Shell Company Business Continues to Thrive
Despite the initial shock, what tangible changes have the Panama Papers brought about? The European Union tightened anti-money laundering directives, requiring banks to scrutinize their clients more rigorously. A key development was the introduction of the Automatic Exchange of Information (AEOI), where banks annually send foreign customers’ account data to their home tax authorities without specific request. A study by the German Institute for Economic Research (DIW) last year suggested a decrease in offshore wealth in tax havens since the AEOI was implemented. However, many significant nations, including the USA, have not fully joined the agreement.
In Germany, the “Tax Haven Defense Law” was enacted in 2021, creating a list of tax havens. Companies dealing with these “non-cooperative tax jurisdictions” face stricter reporting requirements. Currently, this list contains eleven countries, none of which are EU members, and notably excludes the USA, despite its limited sharing of tax data.
Mossack Fonseca itself did not survive the scandal, dissolving in 2018. Its founders, Jürgen Mossack and Ramón Fonseca, were briefly held in pre-trial detention in 2017 but were later released on bail. Fonseca passed away in May 2024, and Jürgen Mossack was acquitted in Panama shortly thereafter.
The business of shell companies, however, seems to have flourished. Many suspected at the time that criminal clients would simply shift to other firms, a theory later substantiated by similar investigations like the Paradise and Pandora Papers. A recent study by Oxfam further indicates that national treasuries continue to lose enormous sums.
Trillions Hidden in Tax Havens
According to Oxfam, approximately $3.55 trillion in untaxed assets were hidden in tax havens and undeclared foreign accounts in 2024. Roughly 80 percent of this wealth belongs to the richest 0.1 percent of the world’s population. “The problem persists, and we all pay the price,” says Manuel Schmitt, an expert on social inequality at Oxfam Germany. “This money is missing for schools, hospitals, and climate protection – both at home and worldwide. Those who evade financing the common good in this way exacerbate inequality and undermine our democracy.”

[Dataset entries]

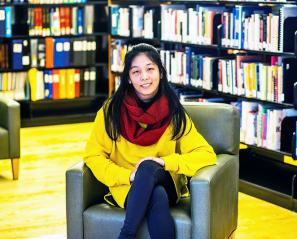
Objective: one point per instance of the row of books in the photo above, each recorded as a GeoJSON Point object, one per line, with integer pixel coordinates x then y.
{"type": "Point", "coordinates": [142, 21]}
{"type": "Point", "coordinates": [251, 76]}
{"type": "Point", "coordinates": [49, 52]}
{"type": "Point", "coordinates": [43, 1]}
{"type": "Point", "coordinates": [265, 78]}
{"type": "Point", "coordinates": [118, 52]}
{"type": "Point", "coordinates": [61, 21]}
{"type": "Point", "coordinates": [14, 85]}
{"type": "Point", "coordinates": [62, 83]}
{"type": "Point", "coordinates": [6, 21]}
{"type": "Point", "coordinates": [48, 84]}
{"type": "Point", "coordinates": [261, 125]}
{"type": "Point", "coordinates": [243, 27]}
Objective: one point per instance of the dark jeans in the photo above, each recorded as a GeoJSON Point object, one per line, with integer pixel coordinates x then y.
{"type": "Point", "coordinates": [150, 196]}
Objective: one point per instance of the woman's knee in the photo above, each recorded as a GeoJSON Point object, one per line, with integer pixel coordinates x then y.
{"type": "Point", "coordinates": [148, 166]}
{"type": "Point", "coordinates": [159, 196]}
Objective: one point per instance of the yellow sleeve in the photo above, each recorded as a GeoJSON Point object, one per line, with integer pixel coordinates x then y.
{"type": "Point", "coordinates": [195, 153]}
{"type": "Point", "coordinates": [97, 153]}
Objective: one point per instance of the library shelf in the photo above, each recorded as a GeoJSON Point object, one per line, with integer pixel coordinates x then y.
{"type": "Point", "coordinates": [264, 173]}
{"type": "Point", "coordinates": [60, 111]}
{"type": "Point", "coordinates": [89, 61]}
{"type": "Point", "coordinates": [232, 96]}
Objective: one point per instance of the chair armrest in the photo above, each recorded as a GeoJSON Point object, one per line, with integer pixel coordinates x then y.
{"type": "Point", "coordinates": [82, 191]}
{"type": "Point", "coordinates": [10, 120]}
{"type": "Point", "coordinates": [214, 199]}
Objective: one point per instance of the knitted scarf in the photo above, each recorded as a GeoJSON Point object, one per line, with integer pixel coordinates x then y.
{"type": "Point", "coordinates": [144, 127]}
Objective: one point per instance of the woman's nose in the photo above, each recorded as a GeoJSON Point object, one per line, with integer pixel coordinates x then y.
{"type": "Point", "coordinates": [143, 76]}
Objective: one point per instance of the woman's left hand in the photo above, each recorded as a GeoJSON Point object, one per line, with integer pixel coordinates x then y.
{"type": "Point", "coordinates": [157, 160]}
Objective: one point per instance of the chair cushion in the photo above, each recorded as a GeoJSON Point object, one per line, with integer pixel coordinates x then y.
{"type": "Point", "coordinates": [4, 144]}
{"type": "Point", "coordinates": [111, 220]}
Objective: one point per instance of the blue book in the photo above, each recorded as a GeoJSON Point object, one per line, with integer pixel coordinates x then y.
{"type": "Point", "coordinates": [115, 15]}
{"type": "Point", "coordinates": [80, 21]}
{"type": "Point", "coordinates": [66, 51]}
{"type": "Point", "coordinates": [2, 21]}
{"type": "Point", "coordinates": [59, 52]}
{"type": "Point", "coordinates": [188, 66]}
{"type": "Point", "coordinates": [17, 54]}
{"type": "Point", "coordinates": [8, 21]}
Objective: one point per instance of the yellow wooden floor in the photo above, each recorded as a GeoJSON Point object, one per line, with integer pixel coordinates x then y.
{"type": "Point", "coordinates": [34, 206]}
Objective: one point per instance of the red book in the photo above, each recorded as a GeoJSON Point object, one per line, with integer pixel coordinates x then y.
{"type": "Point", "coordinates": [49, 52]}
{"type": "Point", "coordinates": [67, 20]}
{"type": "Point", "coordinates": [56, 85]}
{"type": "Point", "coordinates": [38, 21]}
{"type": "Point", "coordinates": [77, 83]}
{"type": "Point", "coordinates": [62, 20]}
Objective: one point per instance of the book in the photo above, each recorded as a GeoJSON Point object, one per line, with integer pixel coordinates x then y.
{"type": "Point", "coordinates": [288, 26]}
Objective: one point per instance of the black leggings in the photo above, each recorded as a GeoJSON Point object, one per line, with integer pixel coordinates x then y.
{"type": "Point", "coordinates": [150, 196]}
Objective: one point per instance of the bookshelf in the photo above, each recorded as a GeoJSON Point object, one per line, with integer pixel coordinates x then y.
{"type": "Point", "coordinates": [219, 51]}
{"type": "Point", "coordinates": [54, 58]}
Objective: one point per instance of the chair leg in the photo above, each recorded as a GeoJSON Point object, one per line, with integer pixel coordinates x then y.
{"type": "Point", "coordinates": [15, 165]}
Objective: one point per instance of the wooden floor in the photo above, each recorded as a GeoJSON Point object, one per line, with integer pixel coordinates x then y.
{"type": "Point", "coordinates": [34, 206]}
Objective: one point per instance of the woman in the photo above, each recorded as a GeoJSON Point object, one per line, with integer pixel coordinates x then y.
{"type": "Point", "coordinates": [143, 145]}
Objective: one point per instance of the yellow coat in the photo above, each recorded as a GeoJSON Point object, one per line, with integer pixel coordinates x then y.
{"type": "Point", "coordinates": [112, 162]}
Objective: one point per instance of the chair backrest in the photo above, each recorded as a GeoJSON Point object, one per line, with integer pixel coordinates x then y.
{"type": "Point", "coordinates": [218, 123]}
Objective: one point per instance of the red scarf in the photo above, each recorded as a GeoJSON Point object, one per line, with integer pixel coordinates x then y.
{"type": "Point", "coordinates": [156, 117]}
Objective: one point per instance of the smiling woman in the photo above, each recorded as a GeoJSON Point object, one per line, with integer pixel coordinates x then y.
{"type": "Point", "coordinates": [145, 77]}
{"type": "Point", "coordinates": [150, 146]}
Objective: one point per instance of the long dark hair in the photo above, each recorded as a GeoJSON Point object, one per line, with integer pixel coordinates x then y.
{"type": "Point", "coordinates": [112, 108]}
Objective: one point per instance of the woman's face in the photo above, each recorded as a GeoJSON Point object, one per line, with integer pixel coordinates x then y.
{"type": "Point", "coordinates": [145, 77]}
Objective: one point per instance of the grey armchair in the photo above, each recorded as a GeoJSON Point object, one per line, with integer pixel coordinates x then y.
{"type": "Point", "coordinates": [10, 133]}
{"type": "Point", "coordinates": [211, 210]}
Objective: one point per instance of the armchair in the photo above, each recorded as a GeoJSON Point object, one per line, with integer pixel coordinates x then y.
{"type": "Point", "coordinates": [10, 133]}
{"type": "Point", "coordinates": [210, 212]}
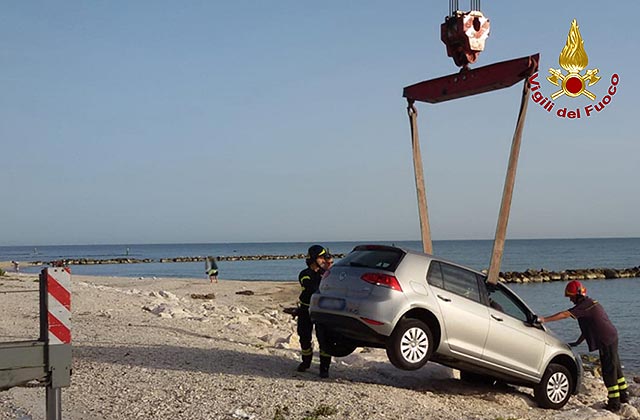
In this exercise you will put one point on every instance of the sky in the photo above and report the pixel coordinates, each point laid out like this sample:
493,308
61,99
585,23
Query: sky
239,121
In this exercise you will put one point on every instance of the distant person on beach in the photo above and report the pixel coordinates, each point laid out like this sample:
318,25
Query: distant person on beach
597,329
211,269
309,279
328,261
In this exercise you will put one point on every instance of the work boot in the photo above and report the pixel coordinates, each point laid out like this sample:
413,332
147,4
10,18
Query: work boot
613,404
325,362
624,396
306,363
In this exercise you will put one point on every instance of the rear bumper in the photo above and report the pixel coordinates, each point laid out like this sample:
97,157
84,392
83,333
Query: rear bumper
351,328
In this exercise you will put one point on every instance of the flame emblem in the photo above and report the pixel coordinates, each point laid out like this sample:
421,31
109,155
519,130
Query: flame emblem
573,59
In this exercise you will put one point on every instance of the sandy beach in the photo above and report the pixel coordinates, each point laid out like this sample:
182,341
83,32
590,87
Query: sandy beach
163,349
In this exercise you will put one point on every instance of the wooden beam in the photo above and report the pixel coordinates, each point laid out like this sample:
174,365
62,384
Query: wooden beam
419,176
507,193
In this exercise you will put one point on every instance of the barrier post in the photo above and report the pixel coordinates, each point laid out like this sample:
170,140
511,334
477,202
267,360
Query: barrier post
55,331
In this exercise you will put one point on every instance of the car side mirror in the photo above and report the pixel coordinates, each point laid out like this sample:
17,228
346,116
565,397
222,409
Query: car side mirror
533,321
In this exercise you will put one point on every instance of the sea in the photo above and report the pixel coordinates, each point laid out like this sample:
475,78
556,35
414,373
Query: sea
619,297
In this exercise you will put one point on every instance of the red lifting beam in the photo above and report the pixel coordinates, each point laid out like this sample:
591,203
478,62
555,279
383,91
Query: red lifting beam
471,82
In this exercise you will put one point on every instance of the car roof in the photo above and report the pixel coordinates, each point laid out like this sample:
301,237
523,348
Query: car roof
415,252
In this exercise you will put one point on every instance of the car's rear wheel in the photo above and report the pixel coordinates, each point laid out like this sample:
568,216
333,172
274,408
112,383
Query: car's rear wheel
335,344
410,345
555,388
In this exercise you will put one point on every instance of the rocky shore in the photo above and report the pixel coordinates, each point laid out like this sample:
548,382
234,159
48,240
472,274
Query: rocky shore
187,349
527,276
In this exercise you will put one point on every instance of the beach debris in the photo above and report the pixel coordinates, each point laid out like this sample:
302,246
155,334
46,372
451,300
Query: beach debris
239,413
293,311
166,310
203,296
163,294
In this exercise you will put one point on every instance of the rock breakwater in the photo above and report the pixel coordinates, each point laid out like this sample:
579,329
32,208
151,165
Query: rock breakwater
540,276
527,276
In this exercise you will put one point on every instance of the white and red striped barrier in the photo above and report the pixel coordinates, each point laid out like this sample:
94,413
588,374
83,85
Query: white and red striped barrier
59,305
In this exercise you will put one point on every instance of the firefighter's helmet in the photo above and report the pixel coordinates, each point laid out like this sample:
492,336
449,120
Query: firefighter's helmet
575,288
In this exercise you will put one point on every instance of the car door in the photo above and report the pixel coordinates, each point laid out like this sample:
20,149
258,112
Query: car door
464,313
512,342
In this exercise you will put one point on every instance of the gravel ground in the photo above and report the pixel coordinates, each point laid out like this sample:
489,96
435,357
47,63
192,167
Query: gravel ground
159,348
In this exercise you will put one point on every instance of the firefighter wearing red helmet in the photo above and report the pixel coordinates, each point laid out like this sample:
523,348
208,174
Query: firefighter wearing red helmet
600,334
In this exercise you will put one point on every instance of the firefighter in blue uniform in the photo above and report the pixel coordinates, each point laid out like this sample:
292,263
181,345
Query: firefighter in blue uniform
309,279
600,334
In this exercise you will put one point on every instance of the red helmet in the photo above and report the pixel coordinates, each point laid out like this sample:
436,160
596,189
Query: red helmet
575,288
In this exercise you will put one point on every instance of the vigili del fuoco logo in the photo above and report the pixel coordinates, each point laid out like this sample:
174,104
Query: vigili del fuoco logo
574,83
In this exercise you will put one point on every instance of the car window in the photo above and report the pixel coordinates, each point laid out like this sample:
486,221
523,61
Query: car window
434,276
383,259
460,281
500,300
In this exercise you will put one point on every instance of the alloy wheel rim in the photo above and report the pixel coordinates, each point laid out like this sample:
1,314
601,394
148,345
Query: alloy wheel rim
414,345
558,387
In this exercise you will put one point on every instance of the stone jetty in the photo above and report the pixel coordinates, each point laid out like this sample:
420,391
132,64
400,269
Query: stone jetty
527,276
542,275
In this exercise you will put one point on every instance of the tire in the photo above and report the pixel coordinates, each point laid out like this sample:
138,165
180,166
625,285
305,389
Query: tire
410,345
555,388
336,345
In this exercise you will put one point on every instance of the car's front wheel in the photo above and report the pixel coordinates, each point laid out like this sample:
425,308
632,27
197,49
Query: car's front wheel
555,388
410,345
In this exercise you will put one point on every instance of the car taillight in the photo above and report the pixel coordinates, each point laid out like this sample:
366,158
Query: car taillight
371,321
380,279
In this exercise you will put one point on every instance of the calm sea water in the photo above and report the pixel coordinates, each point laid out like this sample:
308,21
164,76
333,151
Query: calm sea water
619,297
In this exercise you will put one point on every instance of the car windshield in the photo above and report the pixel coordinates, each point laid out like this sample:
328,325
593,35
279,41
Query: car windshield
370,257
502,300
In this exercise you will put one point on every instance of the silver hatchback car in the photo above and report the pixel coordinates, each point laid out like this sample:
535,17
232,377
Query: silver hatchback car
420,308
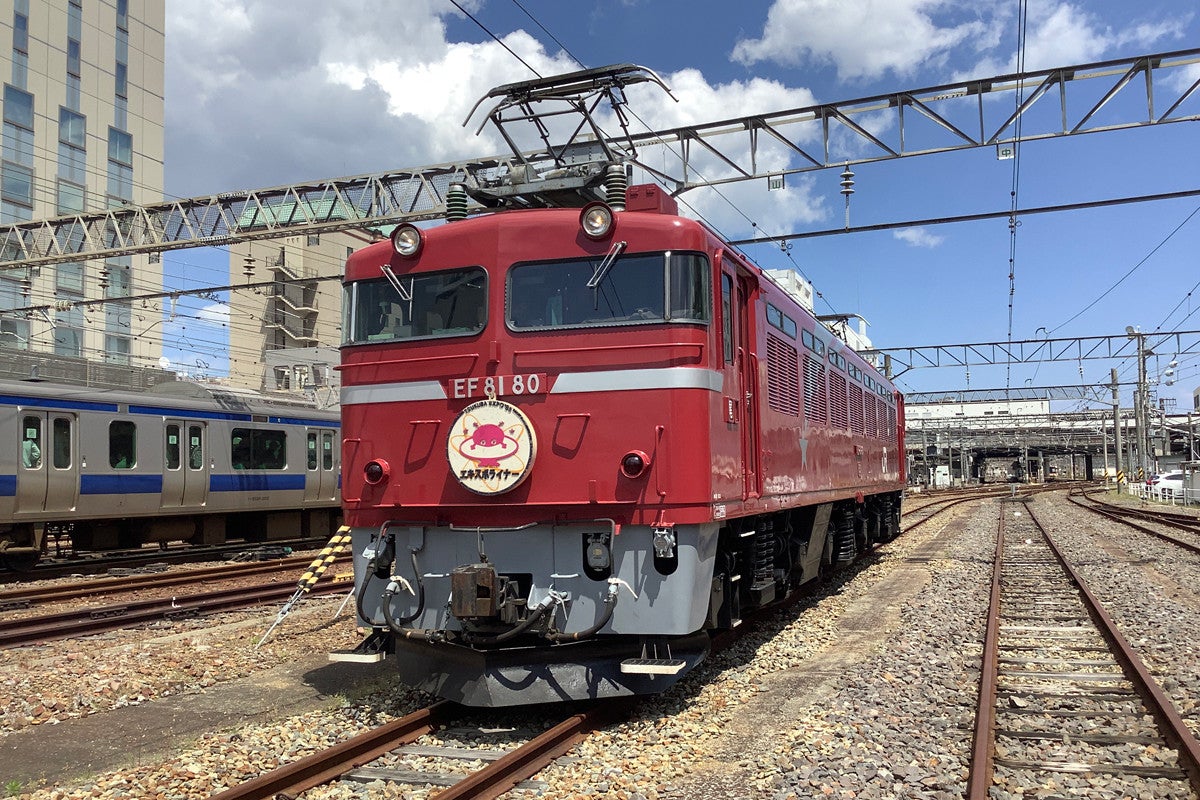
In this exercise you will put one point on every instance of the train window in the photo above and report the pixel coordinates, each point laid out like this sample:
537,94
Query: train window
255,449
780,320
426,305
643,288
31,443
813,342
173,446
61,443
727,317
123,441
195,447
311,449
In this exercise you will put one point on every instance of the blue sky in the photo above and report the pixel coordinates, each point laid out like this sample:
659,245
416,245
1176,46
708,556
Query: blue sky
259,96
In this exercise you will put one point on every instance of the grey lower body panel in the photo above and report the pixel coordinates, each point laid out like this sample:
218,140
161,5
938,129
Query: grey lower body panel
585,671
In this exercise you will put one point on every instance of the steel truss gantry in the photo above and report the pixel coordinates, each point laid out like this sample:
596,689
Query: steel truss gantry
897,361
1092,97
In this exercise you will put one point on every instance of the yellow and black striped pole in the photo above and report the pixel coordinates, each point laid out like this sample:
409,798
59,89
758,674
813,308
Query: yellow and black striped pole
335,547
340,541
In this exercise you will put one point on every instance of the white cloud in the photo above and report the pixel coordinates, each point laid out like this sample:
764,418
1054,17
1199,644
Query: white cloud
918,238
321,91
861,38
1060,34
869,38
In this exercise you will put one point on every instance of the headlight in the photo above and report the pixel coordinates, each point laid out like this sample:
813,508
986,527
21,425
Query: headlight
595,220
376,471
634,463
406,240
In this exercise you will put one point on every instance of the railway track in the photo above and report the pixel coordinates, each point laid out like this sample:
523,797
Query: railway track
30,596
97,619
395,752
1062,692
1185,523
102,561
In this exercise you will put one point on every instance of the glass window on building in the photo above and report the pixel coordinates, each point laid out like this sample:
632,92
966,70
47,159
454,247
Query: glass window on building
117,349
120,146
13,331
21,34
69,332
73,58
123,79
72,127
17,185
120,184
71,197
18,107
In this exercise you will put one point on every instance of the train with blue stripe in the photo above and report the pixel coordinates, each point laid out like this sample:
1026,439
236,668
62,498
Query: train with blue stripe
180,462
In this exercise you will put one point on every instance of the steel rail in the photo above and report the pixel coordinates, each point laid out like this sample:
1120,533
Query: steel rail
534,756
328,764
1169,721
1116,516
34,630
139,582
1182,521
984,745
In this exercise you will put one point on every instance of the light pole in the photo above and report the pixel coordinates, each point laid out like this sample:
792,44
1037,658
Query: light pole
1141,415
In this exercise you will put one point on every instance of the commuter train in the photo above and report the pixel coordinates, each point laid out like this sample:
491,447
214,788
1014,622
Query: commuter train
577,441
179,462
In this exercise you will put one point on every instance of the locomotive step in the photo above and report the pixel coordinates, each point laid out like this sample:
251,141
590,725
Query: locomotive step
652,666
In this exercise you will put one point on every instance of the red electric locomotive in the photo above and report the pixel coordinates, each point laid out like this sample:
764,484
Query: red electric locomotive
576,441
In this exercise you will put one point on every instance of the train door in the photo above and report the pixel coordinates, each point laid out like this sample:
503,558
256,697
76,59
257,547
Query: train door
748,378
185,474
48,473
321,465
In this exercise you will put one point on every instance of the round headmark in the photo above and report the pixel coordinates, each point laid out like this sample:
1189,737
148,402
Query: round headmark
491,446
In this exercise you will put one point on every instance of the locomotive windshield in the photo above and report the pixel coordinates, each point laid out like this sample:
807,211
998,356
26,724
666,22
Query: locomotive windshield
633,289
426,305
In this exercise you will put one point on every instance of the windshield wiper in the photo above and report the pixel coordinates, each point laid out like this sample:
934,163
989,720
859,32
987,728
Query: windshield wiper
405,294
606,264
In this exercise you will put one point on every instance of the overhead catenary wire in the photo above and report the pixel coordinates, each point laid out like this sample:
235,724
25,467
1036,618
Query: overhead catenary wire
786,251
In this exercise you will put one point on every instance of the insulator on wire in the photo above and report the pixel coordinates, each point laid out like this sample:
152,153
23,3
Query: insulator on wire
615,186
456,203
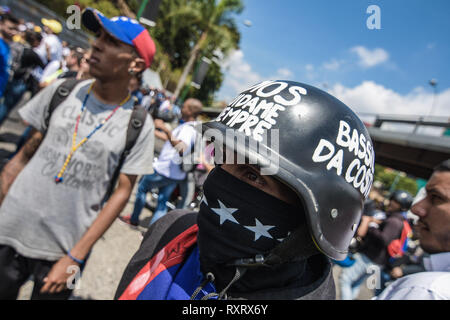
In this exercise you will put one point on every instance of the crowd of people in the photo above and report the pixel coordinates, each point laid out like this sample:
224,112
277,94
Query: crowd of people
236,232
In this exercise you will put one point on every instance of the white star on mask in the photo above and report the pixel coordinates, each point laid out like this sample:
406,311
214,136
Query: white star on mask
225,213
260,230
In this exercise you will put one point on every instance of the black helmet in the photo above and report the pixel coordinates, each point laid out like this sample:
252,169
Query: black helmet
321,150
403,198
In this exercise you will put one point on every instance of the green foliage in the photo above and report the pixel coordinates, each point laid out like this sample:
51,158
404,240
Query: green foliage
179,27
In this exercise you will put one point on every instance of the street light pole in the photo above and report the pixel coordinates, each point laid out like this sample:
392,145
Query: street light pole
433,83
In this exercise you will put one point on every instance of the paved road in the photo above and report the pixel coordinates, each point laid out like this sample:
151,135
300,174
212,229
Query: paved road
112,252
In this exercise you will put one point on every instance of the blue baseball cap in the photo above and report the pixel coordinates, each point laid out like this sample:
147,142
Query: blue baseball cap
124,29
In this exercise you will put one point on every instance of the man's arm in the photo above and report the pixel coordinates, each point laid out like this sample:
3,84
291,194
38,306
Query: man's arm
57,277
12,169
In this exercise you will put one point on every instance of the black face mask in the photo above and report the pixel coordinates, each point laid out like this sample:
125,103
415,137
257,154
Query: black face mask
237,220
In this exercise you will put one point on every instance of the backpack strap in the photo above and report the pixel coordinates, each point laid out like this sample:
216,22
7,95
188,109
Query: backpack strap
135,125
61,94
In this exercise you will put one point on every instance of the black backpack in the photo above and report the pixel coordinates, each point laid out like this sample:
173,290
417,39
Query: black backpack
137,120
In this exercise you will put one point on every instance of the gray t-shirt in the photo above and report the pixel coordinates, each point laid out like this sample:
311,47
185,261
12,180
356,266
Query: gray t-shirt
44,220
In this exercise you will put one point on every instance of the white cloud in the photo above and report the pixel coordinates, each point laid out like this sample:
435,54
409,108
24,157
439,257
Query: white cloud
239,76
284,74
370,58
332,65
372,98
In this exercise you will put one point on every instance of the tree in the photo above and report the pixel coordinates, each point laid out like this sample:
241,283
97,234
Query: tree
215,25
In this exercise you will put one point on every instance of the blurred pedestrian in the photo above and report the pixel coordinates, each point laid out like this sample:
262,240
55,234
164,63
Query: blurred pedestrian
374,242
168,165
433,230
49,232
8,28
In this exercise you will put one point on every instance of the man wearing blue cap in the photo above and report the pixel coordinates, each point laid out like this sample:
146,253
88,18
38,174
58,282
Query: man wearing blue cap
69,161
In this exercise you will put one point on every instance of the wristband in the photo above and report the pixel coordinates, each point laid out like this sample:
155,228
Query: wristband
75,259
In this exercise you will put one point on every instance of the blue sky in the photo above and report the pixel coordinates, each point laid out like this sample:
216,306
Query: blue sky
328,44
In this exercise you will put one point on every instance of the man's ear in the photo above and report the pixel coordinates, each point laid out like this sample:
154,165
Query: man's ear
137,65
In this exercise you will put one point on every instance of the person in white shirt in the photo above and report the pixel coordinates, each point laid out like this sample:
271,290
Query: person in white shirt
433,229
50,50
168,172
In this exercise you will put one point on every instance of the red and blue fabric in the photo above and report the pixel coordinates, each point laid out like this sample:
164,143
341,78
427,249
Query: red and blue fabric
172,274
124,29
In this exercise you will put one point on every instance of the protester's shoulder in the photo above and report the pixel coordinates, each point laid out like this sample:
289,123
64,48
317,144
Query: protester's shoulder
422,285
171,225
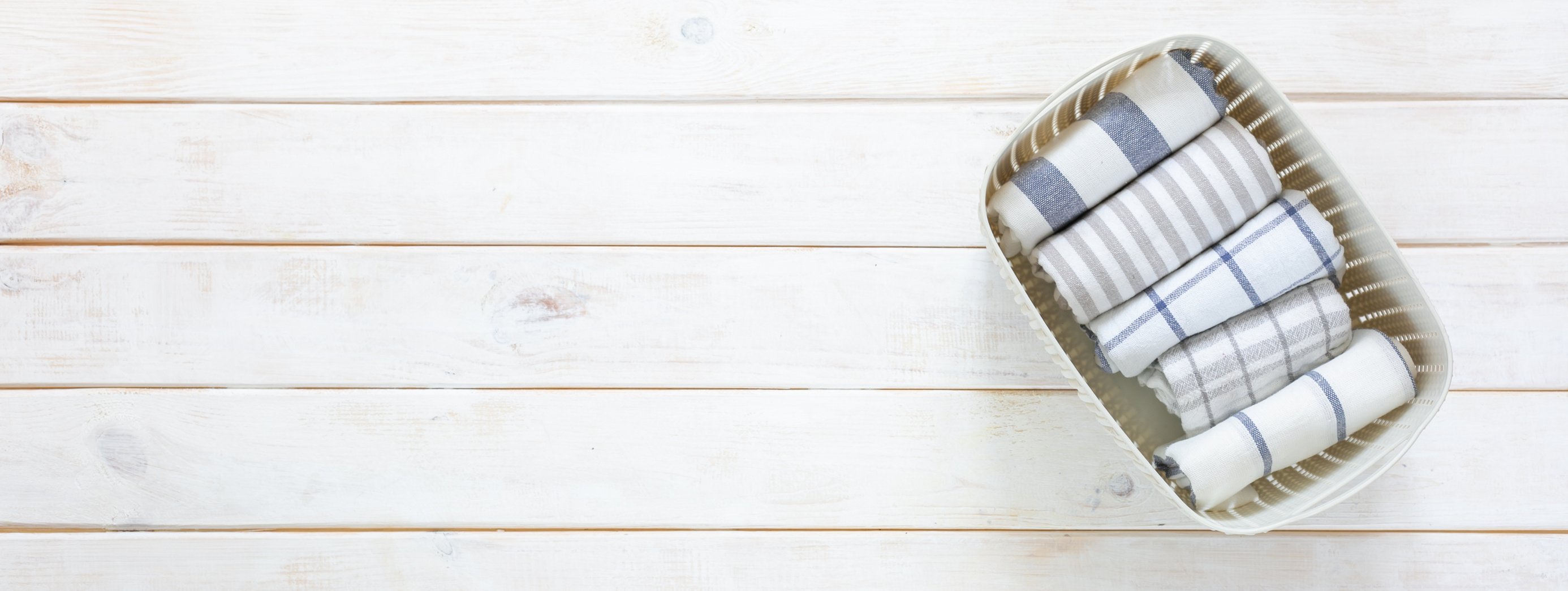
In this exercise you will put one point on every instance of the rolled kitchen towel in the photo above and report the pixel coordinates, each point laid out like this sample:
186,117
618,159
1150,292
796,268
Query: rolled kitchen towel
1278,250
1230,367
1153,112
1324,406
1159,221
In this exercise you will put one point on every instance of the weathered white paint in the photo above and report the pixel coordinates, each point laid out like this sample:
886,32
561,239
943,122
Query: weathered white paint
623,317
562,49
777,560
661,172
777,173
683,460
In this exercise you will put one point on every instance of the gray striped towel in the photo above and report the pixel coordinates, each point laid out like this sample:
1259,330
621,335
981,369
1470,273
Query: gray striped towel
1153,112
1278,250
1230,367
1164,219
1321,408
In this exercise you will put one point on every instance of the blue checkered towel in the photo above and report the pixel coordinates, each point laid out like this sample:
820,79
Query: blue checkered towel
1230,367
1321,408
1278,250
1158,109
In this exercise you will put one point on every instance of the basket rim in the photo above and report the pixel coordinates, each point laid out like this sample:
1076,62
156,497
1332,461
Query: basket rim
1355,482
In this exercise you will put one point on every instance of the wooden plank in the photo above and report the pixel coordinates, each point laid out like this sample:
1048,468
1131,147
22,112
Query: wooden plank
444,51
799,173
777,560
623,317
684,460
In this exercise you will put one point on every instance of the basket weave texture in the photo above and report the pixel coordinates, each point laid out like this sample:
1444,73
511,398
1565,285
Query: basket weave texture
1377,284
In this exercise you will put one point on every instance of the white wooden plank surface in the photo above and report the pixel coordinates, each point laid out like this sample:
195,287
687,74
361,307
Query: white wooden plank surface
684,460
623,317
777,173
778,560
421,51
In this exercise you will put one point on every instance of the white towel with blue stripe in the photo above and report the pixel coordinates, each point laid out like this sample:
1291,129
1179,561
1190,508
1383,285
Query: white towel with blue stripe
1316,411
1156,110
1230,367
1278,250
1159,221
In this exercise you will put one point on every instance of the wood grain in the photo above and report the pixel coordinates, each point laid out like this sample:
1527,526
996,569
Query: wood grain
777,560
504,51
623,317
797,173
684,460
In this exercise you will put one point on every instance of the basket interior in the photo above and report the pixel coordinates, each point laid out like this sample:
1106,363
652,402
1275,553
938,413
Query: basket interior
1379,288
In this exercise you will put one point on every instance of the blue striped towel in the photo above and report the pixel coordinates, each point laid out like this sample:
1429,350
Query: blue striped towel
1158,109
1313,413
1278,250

* Exercise prompt
Rewrite the text on the Panama Papers' aftermath starting with "Mossack Fonseca itself" and going on through "Panama shortly thereafter.", replacing "pre-trial detention" with "custody".

* Answer space
Mossack Fonseca itself did not survive the scandal, dissolving in 2018. Its founders, Jürgen Mossack and Ramón Fonseca, were briefly held in custody in 2017 but were later released on bail. Fonseca passed away in May 2024, and Jürgen Mossack was acquitted in Panama shortly thereafter.